EXCERPTED PASSAGE:
◆ ◆ ◆ ◆
Crucifixion of Christ (detail). Crete. 17th Century.
The Menil Collection, Gift of George R. Bunker.

(There will be nothing added to the four gospel accounts of Jesus’ death. My reflections would diminish the holiness of the scene.)


Luke 23:44-49 ~

It was now about the sixth hour,
and there was darkness over the whole land
until the ninth hour,
while the sun’s light failed.
And the curtain of the temple was torn in two.
Then Jesus, calling out with a loud voice, said,
“Father, into your hands I commit my spirit!”
And having said this He breathed His last.
Now when the centurion saw what had taken place,
he praised God, saying,
“Certainly this man was innocent!”
And all the crowds that had assembled
for this spectacle,
when they saw what had taken place,
returned home beating their breasts.
And all His acquaintances and the women
who had followed Him from Galilee
stood at a distance watching these things.
Luke 23:44-49


Mark 15:33-39 ~

And when the sixth hour had come,
there was darkness over the whole land
until the ninth hour.
And at the ninth hour Jesus cried
with a loud voice,
“Eloi, Eloi, lema sabachthani?” which means,
“My God, my God, why have You forsaken me?”
And some of the bystanders hearing it said,
“Behold, He is calling Elijah.”
And someone ran and
filled a sponge with sour wine,
put it on a reed and
gave it to Him to drink, saying,
“Wait, let us see whether Elijah
will come to take Him down.”
And Jesus uttered a loud cry
and breathed His last.
And the curtain of the temple was torn in two,
from top to bottom.
And when the centurion, who stood facing Him,
saw that in this way he breathed His last, he said,
“Truly this man was the Son of God!”
◆ ◆ ◆ ◆
TASK INSTRUCTIONS:
**1.** Repeat the part of the gospel readings between "And at the ninth" and "and breathed His last.", inclusive, word for word.
**2.** In the gospel readings, what does the centurion say in the passage from Luke?
**3.** Carry on the gospel readings from their final line.
◆ ◆ ◆ ◆
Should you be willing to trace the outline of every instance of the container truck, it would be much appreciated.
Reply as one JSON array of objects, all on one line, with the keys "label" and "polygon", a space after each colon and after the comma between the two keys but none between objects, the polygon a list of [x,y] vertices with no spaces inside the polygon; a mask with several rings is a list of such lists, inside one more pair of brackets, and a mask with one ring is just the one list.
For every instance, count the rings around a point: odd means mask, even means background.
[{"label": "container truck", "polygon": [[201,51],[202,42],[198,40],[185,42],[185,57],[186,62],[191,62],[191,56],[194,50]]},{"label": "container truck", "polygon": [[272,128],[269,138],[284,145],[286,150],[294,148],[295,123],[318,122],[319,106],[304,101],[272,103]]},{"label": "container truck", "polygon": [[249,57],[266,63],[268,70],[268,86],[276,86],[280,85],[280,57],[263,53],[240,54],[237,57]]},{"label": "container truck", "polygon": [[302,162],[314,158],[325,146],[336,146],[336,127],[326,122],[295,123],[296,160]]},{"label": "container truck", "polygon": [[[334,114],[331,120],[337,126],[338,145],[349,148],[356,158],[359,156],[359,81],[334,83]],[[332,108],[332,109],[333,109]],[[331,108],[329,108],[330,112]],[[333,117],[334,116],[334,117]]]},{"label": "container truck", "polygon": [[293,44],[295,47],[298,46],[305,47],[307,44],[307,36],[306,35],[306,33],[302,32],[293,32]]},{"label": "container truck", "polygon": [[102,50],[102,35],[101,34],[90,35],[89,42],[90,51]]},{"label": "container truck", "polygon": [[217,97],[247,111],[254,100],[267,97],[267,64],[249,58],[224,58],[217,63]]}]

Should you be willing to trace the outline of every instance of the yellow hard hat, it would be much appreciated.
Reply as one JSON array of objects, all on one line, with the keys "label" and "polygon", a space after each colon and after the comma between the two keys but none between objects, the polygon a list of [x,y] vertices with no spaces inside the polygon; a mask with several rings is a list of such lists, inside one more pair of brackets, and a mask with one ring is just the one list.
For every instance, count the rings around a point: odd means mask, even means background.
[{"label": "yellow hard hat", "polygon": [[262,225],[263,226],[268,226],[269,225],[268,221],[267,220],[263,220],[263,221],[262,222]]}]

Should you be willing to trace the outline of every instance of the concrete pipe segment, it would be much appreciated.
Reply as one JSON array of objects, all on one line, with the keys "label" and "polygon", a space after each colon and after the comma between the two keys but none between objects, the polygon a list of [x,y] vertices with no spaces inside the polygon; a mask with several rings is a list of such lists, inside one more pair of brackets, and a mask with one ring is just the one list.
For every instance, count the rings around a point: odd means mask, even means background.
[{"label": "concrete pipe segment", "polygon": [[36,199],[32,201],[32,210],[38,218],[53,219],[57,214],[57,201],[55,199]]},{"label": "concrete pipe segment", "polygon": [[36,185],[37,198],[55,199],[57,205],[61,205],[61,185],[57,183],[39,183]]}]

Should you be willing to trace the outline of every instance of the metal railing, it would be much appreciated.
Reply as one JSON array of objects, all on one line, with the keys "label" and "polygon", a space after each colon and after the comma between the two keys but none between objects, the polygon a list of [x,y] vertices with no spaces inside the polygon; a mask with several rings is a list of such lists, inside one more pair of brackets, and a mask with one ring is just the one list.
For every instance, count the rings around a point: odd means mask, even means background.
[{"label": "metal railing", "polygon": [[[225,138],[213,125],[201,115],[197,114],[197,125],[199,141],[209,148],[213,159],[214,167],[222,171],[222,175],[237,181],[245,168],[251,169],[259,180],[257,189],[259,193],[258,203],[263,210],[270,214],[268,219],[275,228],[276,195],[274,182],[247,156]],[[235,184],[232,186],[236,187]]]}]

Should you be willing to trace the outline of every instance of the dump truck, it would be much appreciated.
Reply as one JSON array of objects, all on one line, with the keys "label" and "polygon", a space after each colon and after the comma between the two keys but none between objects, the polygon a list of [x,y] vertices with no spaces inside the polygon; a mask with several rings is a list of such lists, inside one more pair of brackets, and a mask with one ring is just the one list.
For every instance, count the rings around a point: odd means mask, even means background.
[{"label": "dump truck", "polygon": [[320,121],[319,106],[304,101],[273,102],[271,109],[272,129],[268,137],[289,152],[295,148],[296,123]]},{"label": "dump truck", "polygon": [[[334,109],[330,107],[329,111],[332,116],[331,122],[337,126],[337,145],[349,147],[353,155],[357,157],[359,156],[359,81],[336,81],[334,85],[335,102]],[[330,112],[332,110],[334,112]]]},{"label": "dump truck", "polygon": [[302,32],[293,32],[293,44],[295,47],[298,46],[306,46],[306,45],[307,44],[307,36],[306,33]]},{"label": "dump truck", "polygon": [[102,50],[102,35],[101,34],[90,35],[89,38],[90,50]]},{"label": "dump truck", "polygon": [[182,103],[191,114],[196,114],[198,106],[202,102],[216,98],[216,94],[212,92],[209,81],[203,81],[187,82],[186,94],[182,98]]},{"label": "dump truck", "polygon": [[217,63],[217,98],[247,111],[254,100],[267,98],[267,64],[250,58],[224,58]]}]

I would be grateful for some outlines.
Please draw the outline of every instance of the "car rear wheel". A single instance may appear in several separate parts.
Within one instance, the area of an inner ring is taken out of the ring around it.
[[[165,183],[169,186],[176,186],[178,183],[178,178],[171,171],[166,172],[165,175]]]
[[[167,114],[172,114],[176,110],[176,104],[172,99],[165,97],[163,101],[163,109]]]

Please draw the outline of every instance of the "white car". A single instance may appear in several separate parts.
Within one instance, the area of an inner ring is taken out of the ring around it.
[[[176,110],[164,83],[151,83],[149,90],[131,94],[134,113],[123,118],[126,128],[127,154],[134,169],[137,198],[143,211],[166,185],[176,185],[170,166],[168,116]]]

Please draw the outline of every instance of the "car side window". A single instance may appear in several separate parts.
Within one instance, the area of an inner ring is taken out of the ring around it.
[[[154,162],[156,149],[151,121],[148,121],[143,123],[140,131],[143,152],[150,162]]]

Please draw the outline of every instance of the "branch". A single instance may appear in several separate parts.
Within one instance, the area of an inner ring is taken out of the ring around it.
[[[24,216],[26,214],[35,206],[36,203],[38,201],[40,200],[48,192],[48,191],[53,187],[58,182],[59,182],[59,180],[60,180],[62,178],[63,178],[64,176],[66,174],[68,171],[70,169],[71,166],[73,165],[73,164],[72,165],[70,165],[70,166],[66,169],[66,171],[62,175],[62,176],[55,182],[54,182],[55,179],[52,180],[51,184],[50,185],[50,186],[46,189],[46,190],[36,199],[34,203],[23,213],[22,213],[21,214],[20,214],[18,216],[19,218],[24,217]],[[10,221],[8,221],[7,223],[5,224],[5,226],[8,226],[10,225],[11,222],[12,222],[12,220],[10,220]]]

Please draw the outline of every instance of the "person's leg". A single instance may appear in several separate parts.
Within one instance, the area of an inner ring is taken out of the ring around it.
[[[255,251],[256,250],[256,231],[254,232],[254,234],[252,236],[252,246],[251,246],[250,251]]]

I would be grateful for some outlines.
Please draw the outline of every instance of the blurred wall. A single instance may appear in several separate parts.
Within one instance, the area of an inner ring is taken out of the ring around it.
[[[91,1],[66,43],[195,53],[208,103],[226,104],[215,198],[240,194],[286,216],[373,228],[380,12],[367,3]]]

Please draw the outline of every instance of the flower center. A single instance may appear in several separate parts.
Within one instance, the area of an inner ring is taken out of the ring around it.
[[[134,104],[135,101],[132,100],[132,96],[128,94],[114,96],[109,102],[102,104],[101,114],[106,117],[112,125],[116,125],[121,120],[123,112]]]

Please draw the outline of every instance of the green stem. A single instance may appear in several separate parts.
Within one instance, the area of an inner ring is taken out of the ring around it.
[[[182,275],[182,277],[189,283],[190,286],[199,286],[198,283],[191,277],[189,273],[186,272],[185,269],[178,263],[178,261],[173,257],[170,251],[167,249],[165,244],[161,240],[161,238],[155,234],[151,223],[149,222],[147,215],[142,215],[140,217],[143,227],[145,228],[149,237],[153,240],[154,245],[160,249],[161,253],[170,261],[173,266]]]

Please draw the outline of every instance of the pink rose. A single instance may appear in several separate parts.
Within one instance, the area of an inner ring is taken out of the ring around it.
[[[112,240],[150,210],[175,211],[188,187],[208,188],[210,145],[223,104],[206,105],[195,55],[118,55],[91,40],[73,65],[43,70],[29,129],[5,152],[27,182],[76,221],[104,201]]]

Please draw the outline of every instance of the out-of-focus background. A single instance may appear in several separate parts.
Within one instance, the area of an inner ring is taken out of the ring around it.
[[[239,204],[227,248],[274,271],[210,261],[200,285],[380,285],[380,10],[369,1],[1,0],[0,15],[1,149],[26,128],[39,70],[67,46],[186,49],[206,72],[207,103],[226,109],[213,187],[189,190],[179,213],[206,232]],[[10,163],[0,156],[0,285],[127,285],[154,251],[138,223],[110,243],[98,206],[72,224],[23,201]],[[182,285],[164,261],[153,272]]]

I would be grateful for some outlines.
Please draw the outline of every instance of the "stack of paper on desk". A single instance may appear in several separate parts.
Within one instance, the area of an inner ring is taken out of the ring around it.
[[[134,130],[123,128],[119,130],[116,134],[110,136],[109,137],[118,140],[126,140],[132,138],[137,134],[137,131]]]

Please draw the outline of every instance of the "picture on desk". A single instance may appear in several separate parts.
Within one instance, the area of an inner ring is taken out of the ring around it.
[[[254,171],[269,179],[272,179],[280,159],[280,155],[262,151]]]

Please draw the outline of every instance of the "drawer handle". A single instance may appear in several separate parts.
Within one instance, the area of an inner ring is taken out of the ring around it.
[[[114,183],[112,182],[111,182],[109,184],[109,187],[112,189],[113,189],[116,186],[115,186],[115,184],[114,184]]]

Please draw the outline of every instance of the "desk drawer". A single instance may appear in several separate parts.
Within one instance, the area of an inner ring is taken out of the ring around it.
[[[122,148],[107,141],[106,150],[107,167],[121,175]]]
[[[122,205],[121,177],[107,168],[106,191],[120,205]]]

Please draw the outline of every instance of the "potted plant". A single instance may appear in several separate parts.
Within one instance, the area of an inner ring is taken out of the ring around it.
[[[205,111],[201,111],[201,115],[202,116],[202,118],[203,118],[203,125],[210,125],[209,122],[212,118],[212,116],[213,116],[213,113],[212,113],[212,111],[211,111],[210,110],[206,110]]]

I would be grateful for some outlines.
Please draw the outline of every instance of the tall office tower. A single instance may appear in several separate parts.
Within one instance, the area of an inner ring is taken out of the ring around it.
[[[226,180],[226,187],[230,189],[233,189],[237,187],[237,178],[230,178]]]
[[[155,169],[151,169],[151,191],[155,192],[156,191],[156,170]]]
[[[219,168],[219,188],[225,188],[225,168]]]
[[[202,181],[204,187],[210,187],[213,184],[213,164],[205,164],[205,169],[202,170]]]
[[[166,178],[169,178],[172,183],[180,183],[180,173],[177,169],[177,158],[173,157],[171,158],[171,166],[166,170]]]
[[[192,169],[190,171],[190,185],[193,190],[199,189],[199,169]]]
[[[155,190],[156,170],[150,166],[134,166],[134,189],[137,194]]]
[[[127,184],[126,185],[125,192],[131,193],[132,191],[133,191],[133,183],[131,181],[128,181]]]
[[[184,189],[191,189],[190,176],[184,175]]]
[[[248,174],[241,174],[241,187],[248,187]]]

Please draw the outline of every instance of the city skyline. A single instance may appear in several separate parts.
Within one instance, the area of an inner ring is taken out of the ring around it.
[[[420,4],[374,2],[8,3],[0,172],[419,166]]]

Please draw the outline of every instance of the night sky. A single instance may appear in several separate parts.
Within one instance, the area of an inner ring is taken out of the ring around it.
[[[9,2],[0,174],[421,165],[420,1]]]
◆ ◆ ◆ ◆
RESULTS BY TASK:
**1.**
And at the ninth hour Jesus cried
with a loud voice,
“Eloi, Eloi, lema sabachthani?” which means,
“My God, my God, why have You forsaken me?”
And some of the bystanders hearing it said,
“Behold, He is calling Elijah.”
And someone ran and
filled a sponge with sour wine,
put it on a reed and
gave it to Him to drink, saying,
“Wait, let us see whether Elijah
will come to take Him down.”
And Jesus uttered a loud cry
and breathed His last.

**2.** "Certainly this man was innocent!"

**3.**
Mark 15:33-39


Matthew 27:45-56 ~

Now from the sixth hour
there was darkness over all the land
until the ninth hour.
And about the ninth hour Jesus cried out
with a loud voice, saying,
“Eli, Eli, lema sabachthani?” that is,
“My God, my God, why have You forsaken me?”
And some of the bystanders, hearing it, said,
“This man is calling Elijah.”
And one of them at once ran and took a sponge,
filled it with sour wine,
and put it on a reed and gave it to Him to drink.
But the others said,
“Wait, let us see whether Elijah
will come to save Him.”
And Jesus cried out again with a loud voice
and yielded up His spirit.
And behold, the curtain of the temple was torn in two,
from top to bottom.
And the earth shook, and the rocks were split.
The tombs also were opened.
And many bodies of the saints
who had fallen asleep were raised,
and coming out of the tombs
after His resurrection
they went into the holy city
and appeared to many.
When the centurion and those who were with him,
keeping watch over Jesus,
saw the earthquake and what took place,
they were filled with awe and said,
“Truly this was the Son of God!”
There were also many women there,
looking on from a distance, who had
followed Jesus from Galilee, ministering to Him,
among whom were
Mary Magdalene and Mary
the mother of James and Joseph
and the mother of the sons of Zebedee.
Matthew 27:45-56


John 19:28-30 ~

After this, Jesus,
knowing that all was now finished,
said (to fulfill the Scripture), “I thirst.”
A jar full of sour wine stood there,
so they put a sponge full of the sour wine
on a hyssop branch
and held it to His mouth.
When Jesus had received the sour wine, He said,
“It is finished,”
and He bowed His head and gave up His spirit.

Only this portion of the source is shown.